# RAG Operations in Pixeltable
In this tutorial, we'll explore Pixeltable's flexible handling of RAG operations on unstructured text. In a traditional AI workflow, such operations might be implemented as a Python script that runs on a periodic schedule or in response to certain events. In Pixeltable, as with everything else, they are implemented as persistent table operations that update incrementally as new data becomes available. In our tutorial workflow, we'll chunk PDF documents in various ways with a document splitter, then apply several kinds of embeddings to the chunks.

## Set Up the Table Structure

We start by installing the necessary dependencies, creating a Pixeltable directory `rag_ops_demo` (if it doesn't already exist), and setting up the table structure for our new workflow.

In [None]:
%pip install -qU pixeltable sentence-transformers spacy tiktoken
!python -m spacy download en_core_web_sm -q

In [None]:
import pixeltable as pxt

# Ensure a clean slate for the demo
pxt.drop_dir('rag_ops_demo', force=True)
# Create the Pixeltable workspace
pxt.create_dir('rag_ops_demo')

▶ **COLLECTED DATA**:

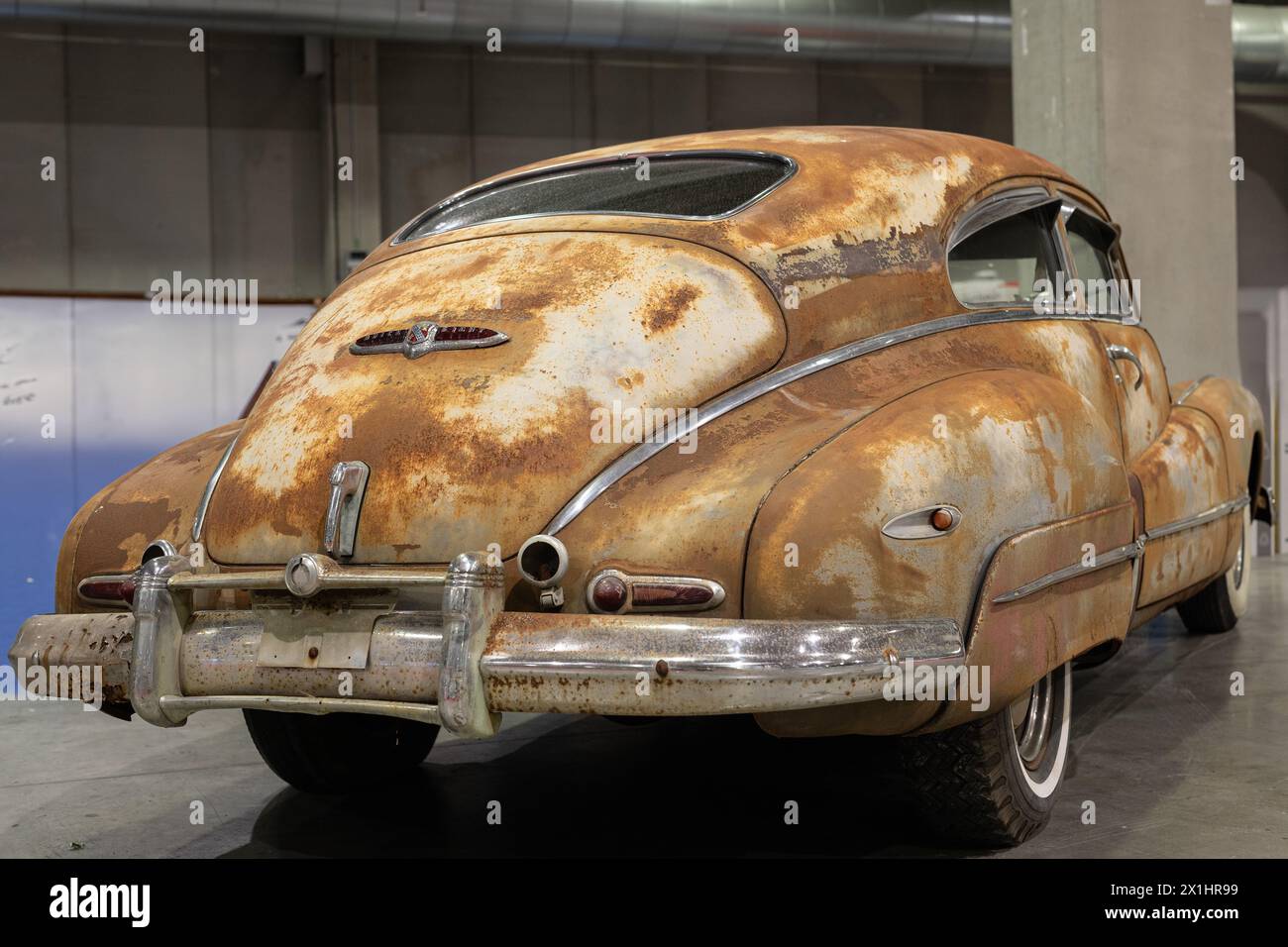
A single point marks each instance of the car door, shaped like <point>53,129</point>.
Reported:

▶ **REQUIRED WORK**:
Pick up the Pixeltable RAG tutorial where it stops and continue writing it. The data has no connection to the Pixeltable RAG tutorial.

▶ **TASK RESPONSE**:
## Creating Tables and Views

Now we'll create the tables that represent our workflow, starting with a table to hold references to source documents. The table contains a single column `source_doc` whose elements have type `pxt.Document`, representing a general document instance. In this tutorial, we'll be working with PDF documents, but Pixeltable supports a range of other document types, such as Markdown and HTML.

In [3]:
docs = pxt.create_table(
    'rag_ops_demo.docs',
    {'source_doc': pxt.Document}
)

Created table 'docs'.


If we take a peek at the `docs` table, we see its very simple structure.

In [4]:
docs

0
table 'rag_ops_demo.docs'

Column Name,Type,Computed With
source_doc,Document,


Next we create a view to represent chunks of our PDF documents. A Pixeltable view is a virtual table, which is dynamically derived from a source table by applying a transformation and/or selecting a subset of data. In this case, our view represents a one-to-many transformation from source documents into individual sentences. This is achieved using Pixeltable's built-in `document_splitter` class.

Note that the `docs` table is currently empty, so creating this view doesn't actually *do* anything yet: it simply defines an operation that we want Pixeltable to execute when it sees new data.

In [None]:
from pixeltable.functions.document import document_splitter

sentences = pxt.create_view(
    'rag_ops_demo.sentences',  # Name of the view
    docs,  # Table from which the view is derived
    iterator=document_splitter(
        docs.source_doc,
        separators='sentence',  # Chunk docs into sentences
        metadata='title,heading,sourceline'
    )
)

Let's take a peek at the new `sentences` view.

In [6]:
sentences

0
view 'rag_ops_demo.sentences' (of 'rag_ops_demo.docs')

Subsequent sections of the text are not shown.